(Labeled contour entries)
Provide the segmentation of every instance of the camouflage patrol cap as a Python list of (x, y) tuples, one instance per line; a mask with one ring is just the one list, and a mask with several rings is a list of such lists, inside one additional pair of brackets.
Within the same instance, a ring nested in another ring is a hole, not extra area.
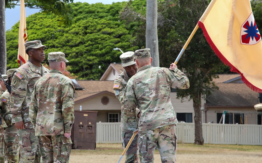
[(120, 59), (122, 61), (122, 65), (123, 67), (127, 67), (135, 64), (135, 62), (134, 61), (134, 58), (133, 51), (128, 51), (123, 53), (120, 56)]
[[(6, 81), (6, 80), (7, 80), (8, 78), (7, 77), (7, 75), (2, 75), (2, 76), (3, 76), (3, 77), (4, 78), (4, 79), (5, 81)], [(0, 81), (2, 81), (2, 80), (3, 80), (3, 79), (2, 79), (2, 78), (0, 77)]]
[(66, 56), (64, 53), (58, 51), (52, 52), (48, 54), (48, 61), (49, 62), (60, 62), (64, 61), (66, 62), (69, 62), (66, 59)]
[(9, 69), (7, 71), (7, 78), (9, 78), (11, 77), (12, 74), (14, 72), (15, 70), (17, 69)]
[(150, 57), (151, 57), (150, 55), (150, 49), (148, 48), (137, 50), (135, 51), (134, 55), (135, 59)]
[(35, 40), (26, 42), (25, 43), (25, 47), (26, 50), (29, 48), (37, 49), (41, 47), (46, 48), (46, 46), (42, 45), (42, 43), (40, 40)]

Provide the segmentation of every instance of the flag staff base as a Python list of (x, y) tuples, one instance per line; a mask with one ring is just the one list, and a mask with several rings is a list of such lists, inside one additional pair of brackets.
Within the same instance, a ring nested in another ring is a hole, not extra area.
[(122, 155), (121, 155), (121, 157), (120, 157), (119, 160), (117, 162), (117, 163), (119, 163), (120, 161), (121, 161), (121, 160), (122, 160), (122, 159), (123, 158), (123, 157), (124, 157), (124, 155), (125, 154), (126, 152), (127, 151), (127, 149), (129, 147), (129, 146), (130, 145), (130, 144), (132, 143), (132, 141), (133, 141), (133, 139), (134, 139), (134, 138), (135, 137), (135, 136), (137, 134), (137, 133), (138, 131), (138, 130), (135, 132), (134, 133), (134, 134), (133, 134), (133, 135), (132, 135), (132, 137), (130, 139), (130, 140), (129, 140), (129, 142), (128, 142), (128, 144), (127, 144), (127, 146), (125, 147), (125, 150), (124, 150), (124, 151), (122, 153)]

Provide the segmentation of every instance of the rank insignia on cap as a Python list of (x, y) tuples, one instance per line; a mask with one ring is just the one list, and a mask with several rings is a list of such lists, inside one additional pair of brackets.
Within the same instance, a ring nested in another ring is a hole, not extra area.
[(18, 77), (20, 79), (21, 79), (24, 77), (24, 76), (22, 75), (22, 74), (19, 72), (18, 72), (15, 74), (15, 76)]
[(2, 99), (2, 102), (6, 103), (6, 99), (5, 98), (3, 98)]
[(116, 84), (114, 85), (114, 87), (113, 87), (113, 89), (114, 89), (115, 88), (119, 88), (119, 87), (120, 86), (120, 84)]

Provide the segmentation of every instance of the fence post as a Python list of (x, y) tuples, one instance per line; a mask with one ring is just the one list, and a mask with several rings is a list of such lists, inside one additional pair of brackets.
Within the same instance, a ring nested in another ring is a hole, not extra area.
[(208, 143), (209, 144), (211, 144), (211, 141), (210, 139), (211, 138), (211, 132), (210, 130), (211, 127), (210, 127), (210, 122), (208, 122)]
[(102, 140), (101, 140), (101, 137), (102, 137), (102, 127), (101, 124), (101, 121), (99, 121), (99, 143), (101, 143), (102, 142)]
[(183, 123), (182, 122), (180, 122), (180, 124), (181, 124), (181, 144), (183, 143), (183, 139), (184, 138), (183, 136), (184, 136), (184, 134), (183, 134), (183, 133), (184, 132), (184, 126), (183, 125)]
[(236, 124), (236, 127), (237, 128), (237, 129), (236, 130), (236, 132), (237, 133), (236, 135), (236, 140), (237, 141), (237, 145), (238, 145), (238, 123), (237, 123)]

Task details - Echo the lines of the records above, from the line containing "Provide the segmentation of every instance of the rank" through the line containing "86), (120, 84)]", both included, and nothing else.

Solution to this task -
Provide the segmentation of every instance of the rank insignia on cap as a Python list of (x, y) tuples, one instance per line; a mask with one ring is just the one list, and a mask with several rings is a list of such lists, inside one additional pair of brackets.
Within the same instance, a ring nested in another ring is a hole, not extra area.
[(18, 77), (20, 79), (21, 79), (24, 77), (24, 76), (22, 75), (22, 74), (19, 72), (18, 72), (15, 74), (15, 76)]
[(2, 99), (2, 102), (6, 103), (6, 99), (5, 98), (3, 98)]
[(116, 84), (114, 85), (114, 87), (113, 87), (113, 89), (114, 89), (115, 88), (119, 88), (119, 87), (120, 86), (120, 84)]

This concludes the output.